(DATASET ENTRIES)
================================

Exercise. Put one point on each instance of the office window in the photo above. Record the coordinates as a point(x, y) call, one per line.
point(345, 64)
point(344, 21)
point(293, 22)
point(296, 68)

================================

(GIVEN EXERCISE)
Quote the records above word for word, keeping every line as it stands.

(FINAL ANSWER)
Exercise. Put one point on each instance of the office window in the photo above. Record the coordinates as a point(x, y) call, one per line.
point(345, 64)
point(344, 21)
point(293, 22)
point(296, 68)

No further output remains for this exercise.